## TEXT:
Don't have a decently sized tower hut there with HVAC?

On Wed, Jul 13, 2016 at 10:43 AM, Ken Hohhof <[email protected]> wrote:
> Tower.
>
> -----Original Message----- From: Josh Reynolds
> Sent: Wednesday, July 13, 2016 10:15 AM
>
> To: [email protected]
> Subject: Re: [AFMUG] CDN overload
>
> Is your headend a shack? :)
>
> On Wed, Jul 13, 2016 at 7:06 AM, Ken Hohhof <[email protected]> wrote:
>>
>> I wish they made a box that didn't need a data center environment.  Not
>> looking forward to putting in an outdoor enclosure with HVAC.
>>
>> -----Original Message----- From: Josh Reynolds
>> Sent: Tuesday, July 12, 2016 11:17 PM
>>
>> To: [email protected]
>> Subject: Re: [AFMUG] CDN overload
>>
>> Slight correction, you can virtually do whatever you want, you just
>> can't really block "legal" things, and have to make a good excuse for
>> "reasonable network management" if you do.

## DATASET CONTENT:

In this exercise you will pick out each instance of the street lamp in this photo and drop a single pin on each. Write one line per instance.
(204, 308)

## GIVEN TASK A:
According to the email thread, what is Ken Hohhof not looking forward to putting in?
## GIVEN TASK B:
Extract the stretch of the email thread from "On Wed, Jul 13, 2016 at 10:43" through "a shack? :)".
The data can be set aside; it plays no part in what follows.

## EXPECTED OUTPUT A:
An outdoor enclosure with HVAC.

## EXPECTED OUTPUT B:
On Wed, Jul 13, 2016 at 10:43 AM, Ken Hohhof <[email protected]> wrote:
> Tower.
>
> -----Original Message----- From: Josh Reynolds
> Sent: Wednesday, July 13, 2016 10:15 AM
>
> To: [email protected]
> Subject: Re: [AFMUG] CDN overload
>
> Is your headend a shack? :)